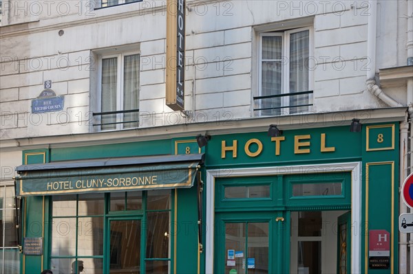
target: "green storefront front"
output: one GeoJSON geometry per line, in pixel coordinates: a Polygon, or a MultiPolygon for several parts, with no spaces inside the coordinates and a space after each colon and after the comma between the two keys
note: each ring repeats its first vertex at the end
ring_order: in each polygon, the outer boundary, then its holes
{"type": "Polygon", "coordinates": [[[398,122],[246,131],[24,152],[21,272],[398,272],[398,122]]]}

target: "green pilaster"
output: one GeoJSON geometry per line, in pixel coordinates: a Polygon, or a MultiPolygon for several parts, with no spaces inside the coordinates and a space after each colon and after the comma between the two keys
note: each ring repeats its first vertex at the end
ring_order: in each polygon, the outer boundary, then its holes
{"type": "Polygon", "coordinates": [[[176,273],[196,274],[198,273],[197,188],[175,191],[178,192],[175,220],[177,222],[176,273]]]}
{"type": "MultiPolygon", "coordinates": [[[[49,151],[47,149],[25,150],[23,152],[23,163],[43,163],[49,162],[49,151]]],[[[44,238],[44,200],[43,196],[25,197],[23,207],[22,240],[25,237],[44,238]]],[[[23,242],[22,242],[23,244],[23,242]]],[[[43,264],[46,243],[43,241],[43,255],[21,255],[21,273],[23,274],[39,274],[44,267],[43,264]]]]}
{"type": "MultiPolygon", "coordinates": [[[[364,127],[364,126],[363,126],[364,127]]],[[[399,273],[399,124],[368,125],[363,130],[363,223],[361,271],[399,273]],[[369,266],[369,235],[390,233],[390,268],[369,266]]]]}

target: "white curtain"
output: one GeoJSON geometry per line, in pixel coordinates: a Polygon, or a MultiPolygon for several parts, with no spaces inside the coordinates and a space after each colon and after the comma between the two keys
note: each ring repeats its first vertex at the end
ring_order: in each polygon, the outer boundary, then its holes
{"type": "MultiPolygon", "coordinates": [[[[282,93],[282,36],[262,36],[261,95],[262,96],[282,93]]],[[[281,106],[282,99],[268,98],[262,100],[261,108],[281,106]]],[[[264,115],[277,115],[280,109],[262,111],[264,115]]]]}
{"type": "MultiPolygon", "coordinates": [[[[309,31],[290,35],[290,93],[308,91],[309,31]]],[[[308,104],[308,95],[290,97],[290,106],[308,104]]],[[[308,106],[290,109],[290,113],[308,111],[308,106]]]]}
{"type": "MultiPolygon", "coordinates": [[[[118,82],[118,58],[102,59],[102,100],[101,111],[115,111],[116,110],[116,85],[118,82]]],[[[101,123],[116,122],[116,115],[102,115],[101,123]]],[[[103,125],[102,130],[116,129],[116,124],[103,125]]]]}
{"type": "MultiPolygon", "coordinates": [[[[125,56],[123,69],[123,110],[139,109],[139,54],[125,56]]],[[[138,121],[139,113],[125,113],[123,121],[138,121]]],[[[135,128],[138,122],[125,123],[124,128],[135,128]]]]}

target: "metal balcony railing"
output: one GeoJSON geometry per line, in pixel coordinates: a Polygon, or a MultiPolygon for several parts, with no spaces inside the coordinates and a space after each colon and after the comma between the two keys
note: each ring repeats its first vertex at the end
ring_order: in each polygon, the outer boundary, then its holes
{"type": "MultiPolygon", "coordinates": [[[[113,114],[125,114],[125,113],[137,113],[139,112],[139,109],[130,109],[127,111],[106,111],[106,112],[97,112],[93,113],[93,116],[103,116],[103,115],[109,115],[113,114]]],[[[94,124],[94,126],[107,126],[110,124],[128,124],[128,123],[137,123],[139,122],[139,119],[134,120],[134,121],[121,121],[121,122],[113,122],[110,123],[100,123],[100,124],[94,124]]]]}
{"type": "MultiPolygon", "coordinates": [[[[266,99],[272,99],[272,98],[285,98],[285,97],[291,97],[291,96],[297,96],[304,94],[313,94],[313,91],[299,91],[299,92],[293,92],[290,93],[282,93],[282,94],[276,94],[273,95],[265,95],[265,96],[255,96],[253,98],[254,101],[255,100],[261,100],[259,101],[259,105],[261,106],[264,103],[264,100],[266,99]]],[[[258,108],[254,109],[254,111],[268,111],[273,109],[286,109],[286,108],[299,108],[300,106],[313,106],[313,104],[297,104],[297,105],[286,105],[286,106],[279,106],[275,107],[269,107],[269,108],[258,108]]]]}

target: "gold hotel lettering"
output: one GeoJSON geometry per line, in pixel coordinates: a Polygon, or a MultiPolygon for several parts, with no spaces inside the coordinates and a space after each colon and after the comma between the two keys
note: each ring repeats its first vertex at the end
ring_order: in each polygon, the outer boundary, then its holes
{"type": "MultiPolygon", "coordinates": [[[[295,135],[294,136],[294,153],[295,154],[308,154],[310,153],[310,135],[295,135]]],[[[321,134],[320,152],[331,152],[335,151],[335,147],[326,146],[326,133],[321,134]]],[[[275,155],[279,156],[281,154],[281,144],[282,141],[286,140],[285,136],[275,137],[271,138],[271,141],[275,142],[275,155]]],[[[250,157],[255,157],[261,154],[263,150],[263,144],[261,141],[257,139],[250,139],[246,141],[244,147],[244,152],[250,157]],[[255,144],[257,146],[257,150],[252,152],[250,150],[250,146],[255,144]]],[[[221,143],[221,158],[225,159],[227,152],[232,152],[233,158],[237,157],[237,140],[233,140],[232,146],[226,144],[226,141],[222,141],[221,143]]]]}

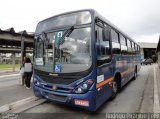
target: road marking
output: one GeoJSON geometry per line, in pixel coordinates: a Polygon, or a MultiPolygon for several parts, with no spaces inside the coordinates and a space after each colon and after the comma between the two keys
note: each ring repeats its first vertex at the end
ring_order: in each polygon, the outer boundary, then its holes
{"type": "Polygon", "coordinates": [[[3,76],[0,76],[0,78],[6,78],[6,77],[11,77],[11,76],[19,76],[20,74],[9,74],[9,75],[3,75],[3,76]]]}
{"type": "Polygon", "coordinates": [[[157,86],[157,78],[156,78],[156,69],[154,66],[154,113],[160,113],[159,107],[159,96],[158,96],[158,86],[157,86]]]}
{"type": "Polygon", "coordinates": [[[38,99],[39,98],[32,96],[32,97],[28,97],[28,98],[25,98],[25,99],[22,99],[22,100],[19,100],[19,101],[10,103],[10,104],[5,104],[3,106],[0,106],[0,113],[6,112],[8,110],[13,110],[21,105],[24,105],[28,102],[31,102],[33,100],[38,100],[38,99]]]}

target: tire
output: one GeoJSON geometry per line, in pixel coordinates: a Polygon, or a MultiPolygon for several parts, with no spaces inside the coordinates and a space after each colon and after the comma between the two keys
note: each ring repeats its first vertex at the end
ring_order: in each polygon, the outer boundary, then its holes
{"type": "Polygon", "coordinates": [[[112,96],[111,96],[111,100],[115,99],[118,93],[118,83],[116,80],[114,80],[112,82],[112,96]]]}

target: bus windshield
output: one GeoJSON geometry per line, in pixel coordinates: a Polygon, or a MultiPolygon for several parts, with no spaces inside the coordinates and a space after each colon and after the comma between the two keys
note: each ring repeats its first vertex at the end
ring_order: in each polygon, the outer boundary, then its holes
{"type": "Polygon", "coordinates": [[[64,36],[67,31],[39,35],[35,43],[36,69],[69,73],[85,71],[91,66],[91,28],[76,28],[64,36]]]}
{"type": "Polygon", "coordinates": [[[84,25],[90,23],[91,23],[91,14],[89,11],[69,13],[65,15],[51,17],[49,19],[40,22],[37,25],[36,33],[41,33],[47,30],[60,27],[84,25]]]}

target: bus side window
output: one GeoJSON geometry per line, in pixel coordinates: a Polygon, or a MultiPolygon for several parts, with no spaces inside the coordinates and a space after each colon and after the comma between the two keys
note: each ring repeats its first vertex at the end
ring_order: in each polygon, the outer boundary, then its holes
{"type": "Polygon", "coordinates": [[[120,51],[118,33],[115,32],[113,29],[111,30],[111,37],[112,37],[112,53],[120,54],[121,51],[120,51]]]}
{"type": "Polygon", "coordinates": [[[131,41],[127,39],[127,46],[128,46],[128,54],[132,54],[132,48],[131,48],[131,41]]]}
{"type": "MultiPolygon", "coordinates": [[[[107,38],[109,30],[105,30],[102,27],[97,26],[97,65],[103,65],[109,63],[111,60],[110,41],[107,38]]],[[[109,38],[109,37],[108,37],[109,38]]]]}

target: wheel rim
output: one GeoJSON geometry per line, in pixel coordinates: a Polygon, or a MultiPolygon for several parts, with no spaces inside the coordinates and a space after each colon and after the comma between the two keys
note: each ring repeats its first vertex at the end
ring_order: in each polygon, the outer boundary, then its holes
{"type": "Polygon", "coordinates": [[[113,92],[114,93],[117,93],[117,89],[118,89],[118,87],[117,87],[117,82],[113,82],[113,92]]]}

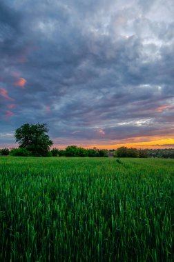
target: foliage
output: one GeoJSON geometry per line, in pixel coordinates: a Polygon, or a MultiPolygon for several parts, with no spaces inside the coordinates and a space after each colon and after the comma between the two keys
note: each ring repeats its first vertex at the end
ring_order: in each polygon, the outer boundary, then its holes
{"type": "Polygon", "coordinates": [[[59,157],[59,149],[55,148],[52,148],[52,150],[50,152],[52,153],[52,157],[59,157]]]}
{"type": "Polygon", "coordinates": [[[1,261],[173,261],[173,159],[0,158],[1,261]]]}
{"type": "Polygon", "coordinates": [[[46,123],[26,123],[16,130],[15,139],[19,148],[26,148],[33,156],[46,157],[50,147],[53,144],[47,133],[46,123]]]}
{"type": "Polygon", "coordinates": [[[19,148],[12,149],[10,151],[10,154],[14,157],[30,157],[32,152],[26,148],[19,148]]]}
{"type": "Polygon", "coordinates": [[[66,157],[106,157],[108,151],[102,149],[85,149],[78,148],[76,145],[69,145],[66,148],[65,155],[66,157]]]}
{"type": "Polygon", "coordinates": [[[1,154],[2,156],[8,156],[10,153],[10,150],[8,148],[3,148],[1,150],[1,154]]]}

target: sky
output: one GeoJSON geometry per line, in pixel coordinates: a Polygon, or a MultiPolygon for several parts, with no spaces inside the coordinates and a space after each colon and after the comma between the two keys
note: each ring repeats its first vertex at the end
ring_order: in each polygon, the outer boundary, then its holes
{"type": "Polygon", "coordinates": [[[1,0],[0,148],[174,148],[173,0],[1,0]]]}

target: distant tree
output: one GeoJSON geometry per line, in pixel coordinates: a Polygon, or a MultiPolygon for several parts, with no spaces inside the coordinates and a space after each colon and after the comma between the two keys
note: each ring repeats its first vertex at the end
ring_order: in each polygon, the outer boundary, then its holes
{"type": "Polygon", "coordinates": [[[88,156],[89,157],[99,157],[99,151],[96,149],[88,149],[88,156]]]}
{"type": "Polygon", "coordinates": [[[3,148],[1,150],[1,155],[2,156],[8,156],[10,153],[10,150],[8,148],[3,148]]]}
{"type": "Polygon", "coordinates": [[[148,152],[146,149],[139,149],[138,150],[139,157],[146,158],[148,157],[148,152]]]}
{"type": "Polygon", "coordinates": [[[15,132],[16,142],[19,148],[26,148],[36,157],[47,157],[50,147],[53,145],[46,133],[48,129],[46,123],[26,123],[15,132]]]}
{"type": "Polygon", "coordinates": [[[106,149],[99,150],[99,157],[108,157],[108,150],[106,150],[106,149]]]}
{"type": "Polygon", "coordinates": [[[86,150],[86,149],[82,148],[78,148],[78,150],[77,150],[78,157],[88,157],[88,151],[86,150]]]}
{"type": "Polygon", "coordinates": [[[50,151],[52,153],[52,157],[59,157],[59,150],[57,148],[52,148],[52,150],[50,151]]]}
{"type": "Polygon", "coordinates": [[[77,145],[68,145],[66,148],[66,157],[78,157],[78,148],[77,145]]]}
{"type": "Polygon", "coordinates": [[[128,157],[127,148],[125,146],[122,146],[121,148],[117,148],[116,151],[116,157],[128,157]]]}
{"type": "Polygon", "coordinates": [[[10,151],[10,154],[14,157],[30,157],[32,152],[28,151],[26,148],[19,148],[12,149],[10,151]]]}

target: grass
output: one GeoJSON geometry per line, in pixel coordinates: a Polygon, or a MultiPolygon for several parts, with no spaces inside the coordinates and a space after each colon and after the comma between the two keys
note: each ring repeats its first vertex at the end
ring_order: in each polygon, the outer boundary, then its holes
{"type": "Polygon", "coordinates": [[[173,261],[173,159],[1,157],[0,261],[173,261]]]}

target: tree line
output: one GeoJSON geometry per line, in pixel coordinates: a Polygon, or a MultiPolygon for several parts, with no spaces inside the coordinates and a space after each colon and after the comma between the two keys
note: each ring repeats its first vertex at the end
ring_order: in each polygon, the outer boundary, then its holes
{"type": "Polygon", "coordinates": [[[20,157],[157,157],[174,158],[174,149],[138,150],[121,147],[117,150],[85,149],[76,145],[69,145],[64,150],[50,149],[53,142],[48,135],[48,128],[46,123],[26,123],[15,132],[18,148],[0,150],[2,156],[20,157]]]}

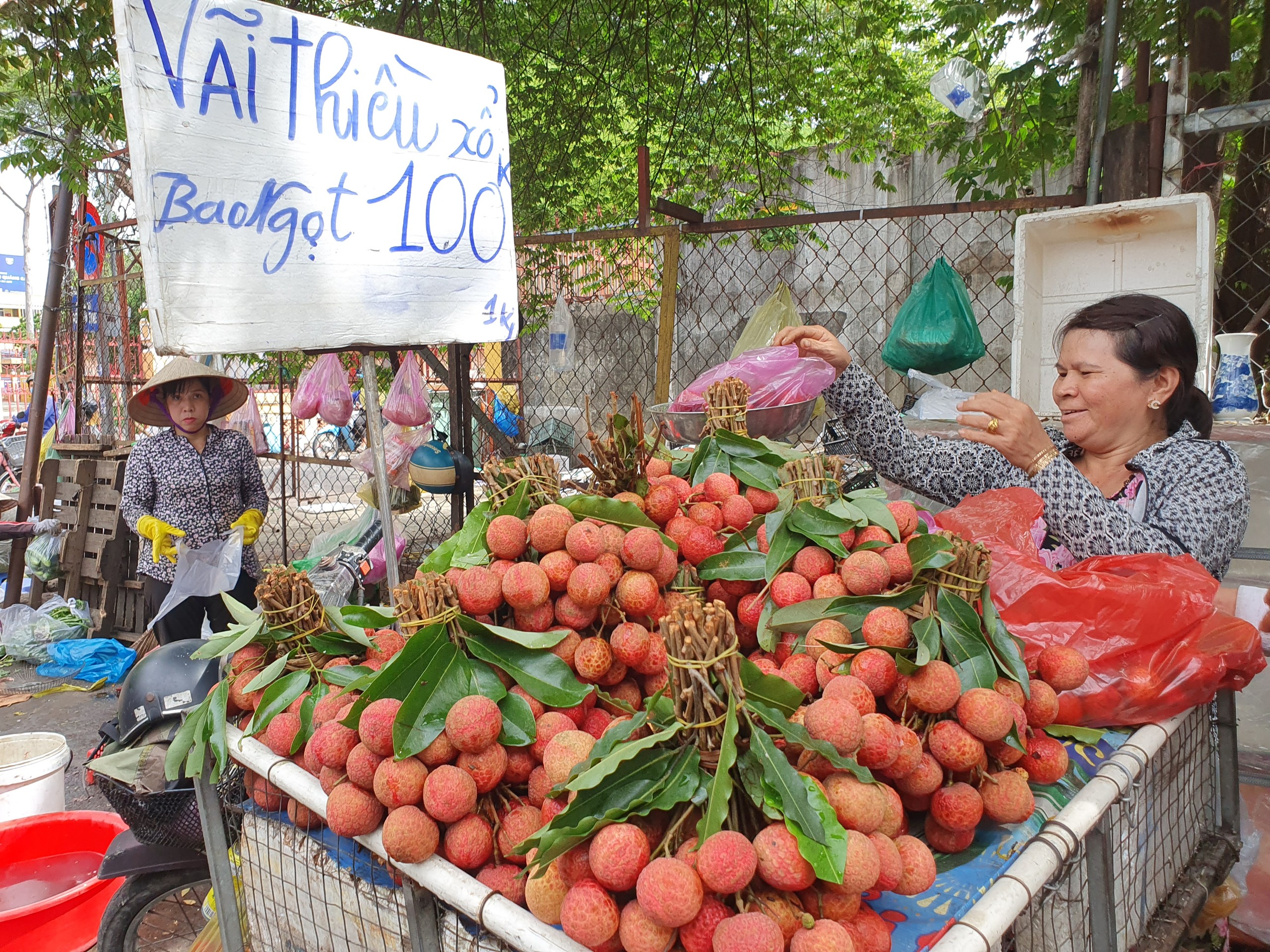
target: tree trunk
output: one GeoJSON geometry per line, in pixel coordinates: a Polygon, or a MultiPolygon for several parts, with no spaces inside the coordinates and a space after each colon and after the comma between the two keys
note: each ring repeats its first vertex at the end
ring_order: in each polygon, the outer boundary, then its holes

Что требуется: Приведите все строки листинга выше, в которых встречается строка «green». Регистр букв учитывается.

Результат:
target: "green storefront front"
target: "green pilaster"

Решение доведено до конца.